== Stated task 1 ==
Please list each abbreviation that the scalable audio coding text introduces in parentheses, together with the full name it stands for.
== Stated task 2 ==
In the scalable audio coding text, reproduce word for word everything from "Another coding technique, scalable" down to "improved coding techniques.".
------ Text extract
1. Field of the Invention
The present invention generally relates to audio coding. More particularly, the present invention relates to a device and a method for scalable audio coding.
2. Background of the Invention
Multimedia streaming provides real-time video and audio services over a communication network, and in the last decade has become one of the primary tools for transmitting video and audio signals. Various aspects of multimedia streaming have become the focus of research and product development. One aspect is the capability of adjusting, in real time, the content or amount of multimedia data according to channel conditions, such as channel traffic or bit rate available for transmitting data over one or more communication channels. In particular, because the channel bandwidth available for transmitting multimedia data may vary over time, the content or the amount of the data transmitted may be adjusted over time accordingly to accommodate bandwidth variations, maximize the use of bandwidth, and/or minimize the impact of limited bandwidth. However, traditional coding methods are typically designed for transmitting data at a fixed bit rate and may frequently be impacted by bandwidth variations.
Fine Granularity Scalability (“FGS”) coding is a coding method allowing the transmission bit rate to vary over time. The concept of FGS makes a set of data, or at least part of that data, “scalable,” which means that data may be transmitted with varied length or in discrete portions without affecting a receiver's ability to decode the data. Due to the limitations of fixed bit-rate coding noted above and the scalability of FGS, it has become a popular option for real-time streaming applications. In particular, the Motion Picture Experts Group (“MPEG”) has adopted FGS coding and incorporated it into the MPEG-4 standard, a standard covering audio coding and decoding.
Another coding technique, scalable video coding, has recently been proposed to provide FGS features. For example, a Scalable Lossless (“SLS”) coder, which uses FGS coding approaches, has been proposed to be incorporated into MPEG standards.
However, current coding approaches, such as those of SLS coders, may be limited in accommodating bit-rate variations or low bit-rate availabilities. The quality improvement derived from employing additionally available bandwidth may be, under some circumstances, limited. There is therefore a need for improved coding techniques.
An audio coding method consistent with the present invention includes receiving audio signals; processing the audio signals to generate base data and enhancement data; and rearranging the enhancement data according to sectional factors associated with spectral sections of the enhancement data to allow output data to be generated from rearranged enhancement data. In one embodiment, the base data contain data capable of being decoded to generate a portion of the audio signals, and the enhancement data cover at least two spectral sections of data representative of a residual portion of the audio signals.
A bit rearranging process for audio coding consistent with the present invention includes receiving base data and enhancement data representative of audio signals; calculating zero-line ratios of the base data of spectral sections; and rearranging enhancement data by up-shifting a section of the enhancement data by at least one plane if a corresponding zero-line ratio is higher than or equal to a prescribed ratio bound. In one embodiment, the base data contain data capable of being decoded to generate a portion of the audio signals, and the enhancement data cover at least two spectral sections of data representative of a residual portion of the audio signals. In addition, a zero-line ratio of a section is the ratio of the number of spectral lines with zero quantized value to the number of spectral lines in that section in the base data.
------------
------ Dataset records
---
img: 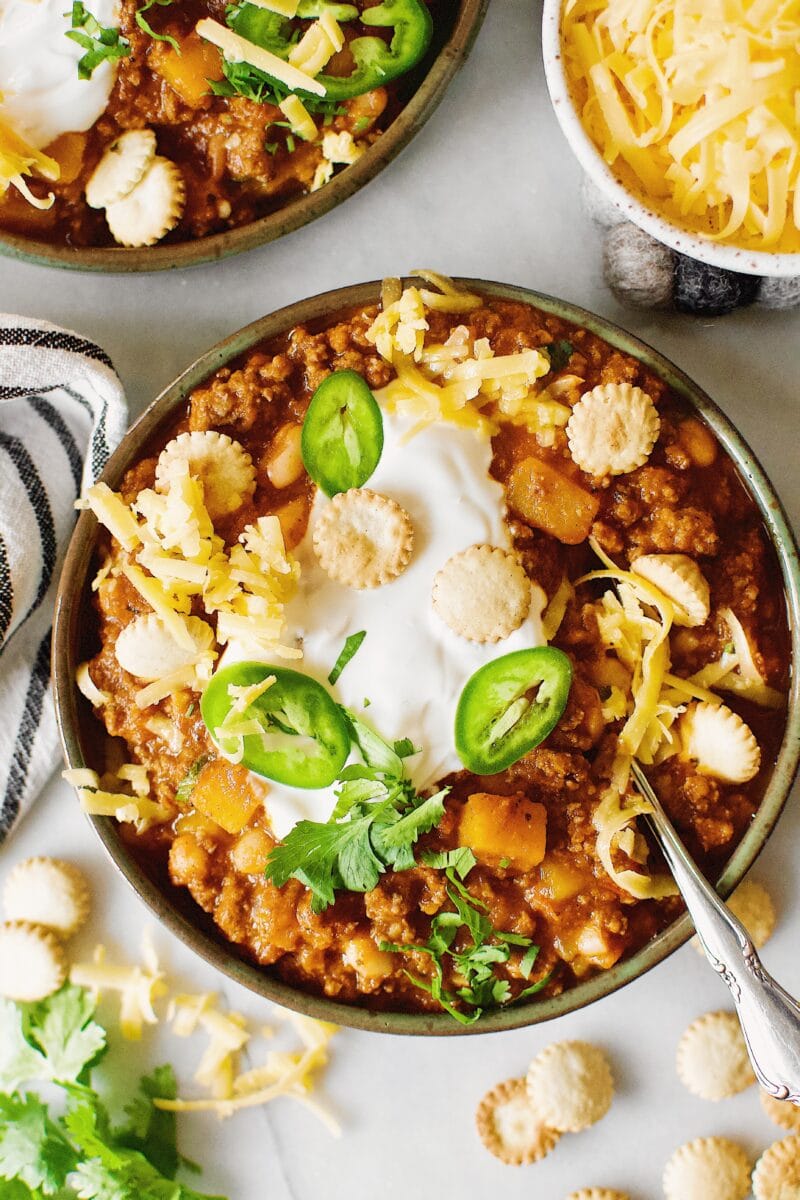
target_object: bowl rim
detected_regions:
[542,0,800,278]
[53,278,800,1036]
[0,0,489,275]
------------
== Task answer 1 ==
FGS: Fine Granularity Scalability
MPEG: Motion Picture Experts Group
SLS: Scalable Lossless

== Task answer 2 ==
Another coding technique, scalable video coding, has recently been proposed to provide FGS features. For example, a Scalable Lossless (“SLS”) coder, which uses FGS coding approaches, has been proposed to be incorporated into MPEG standards.
However, current coding approaches, such as those of SLS coders, may be limited in accommodating bit-rate variations or low bit-rate availabilities. The quality improvement derived from employing additionally available bandwidth may be, under some circumstances, limited. There is therefore a need for improved coding techniques.